- _Passage shown_
^^^^

Chewing over a 10% meal tax
Governor Lincoln Chafee’s proposed 2-percent increase on meal and beverage taxes isn’t whetting anyone’s appetite, especially those who work in the food and hospitality industries. But the increased food sales tax won’t solely be an industry problem; it will become a state problem.
The Rhode Island Hospitality Association is in the process of holding meetings at various places across the state for those in the restaurant business (and also for the general public) to voice their opinions about the effects of the increased tax.
Currently, Rhode Island’s meal and beverage tax is 8 percent, higher than our neighbors in Massachusetts (7 percent) and Connecticut (6.35 percent). Chafee’s budget proposes a 10 precent meal tax. The reason? In his State of the State address, Chafee said the projected $38.3 million in added revenues would go to increased school aid to cities and towns.
But those in the hospitality and food industries are saying that the increased tax would be detrimental not only to them, but to Rhode Islanders in general.
Here’s the picture they paint: Increased costs at restaurants means decreased expenditure at those businesses. Whether it means consumers will dine out less frequently, or tip their server less, the restaurants get the short end of the stick.
Meanwhile, consumers either have to pay more, or decrease their intake at restaurants, drive-thrus and even concession stands.
And individual consumers are only part of the issue. If meal taxes go up, then organizations will look elsewhere for their functions, meetings and conventions. If prices are cheaper just across the border, Rhode Island will lose business, and not just in the food industry.
Those who dine in Rhode Island also shop in Rhode Island. They use our hotels, our public transit and our airport. They frequent our theaters, our cinemas and our sporting arenas. The food tax would have a ripple effect on the rest of the state’s already unstable economy.
At the beginning of the month, the Rhode Island Center for Freedom and Prosperity released a tax policy analysis that showed the negative effects of Chafee’s proposed budget outweighed the positive.
Through the use of an algorithm that projects the outcome of certain tax changes, the Center for Freedom and Prosperity found that the increased sales taxes would not attain their goal of $95 million in revenue increases. Instead, the hikes would account for $35 million in revenue increases, accompanied by the loss of 1,400 jobs, a drop of $27 million in investments in the state, and multi-million dollar losses from municipalities. Chew on that for a while.
It’s naïve to think that, in a time of economic recession, an increased meal tax would raise revenues and boost the state’s economy without any negative repercussions. This isn’t a “2-percent,” “mere pennies” issue. This is a tax that will not only affect what’s on our plates, but what’s in our wallets. And that’s much harder to swallow.

^^^^

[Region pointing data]
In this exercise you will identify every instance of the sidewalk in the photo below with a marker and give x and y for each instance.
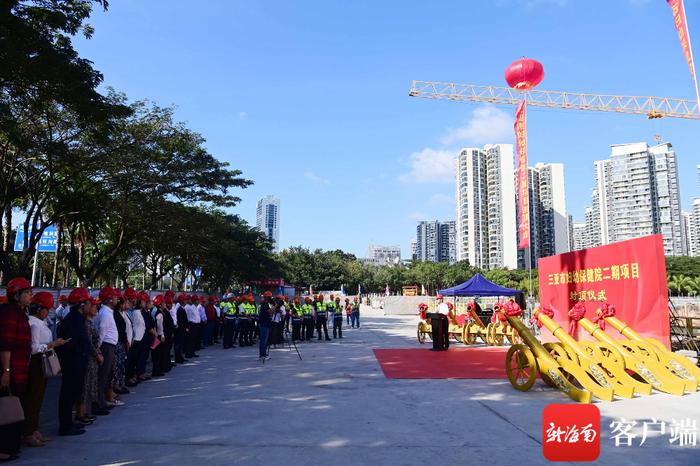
(336, 407)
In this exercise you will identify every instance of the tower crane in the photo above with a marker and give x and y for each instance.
(652, 107)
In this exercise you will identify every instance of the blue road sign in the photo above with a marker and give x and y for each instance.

^^^^

- _Tasks to perform_
[1] Answer these from the meal tax article:
(a) What is the meal and beverage tax rate in Connecticut?
(b) According to Chafee's State of the State address, how much added revenue is projected?
(c) How many jobs would be lost under the Center for Freedom and Prosperity's findings?
[2] Reproduce the meal tax article word for word from "Here’s the picture" to "of the stick.".

- _Your written answers_
[1]
(a) 6.35 percent
(b) $38.3 million
(c) 1,400

[2]
Here’s the picture they paint: Increased costs at restaurants means decreased expenditure at those businesses. Whether it means consumers will dine out less frequently, or tip their server less, the restaurants get the short end of the stick.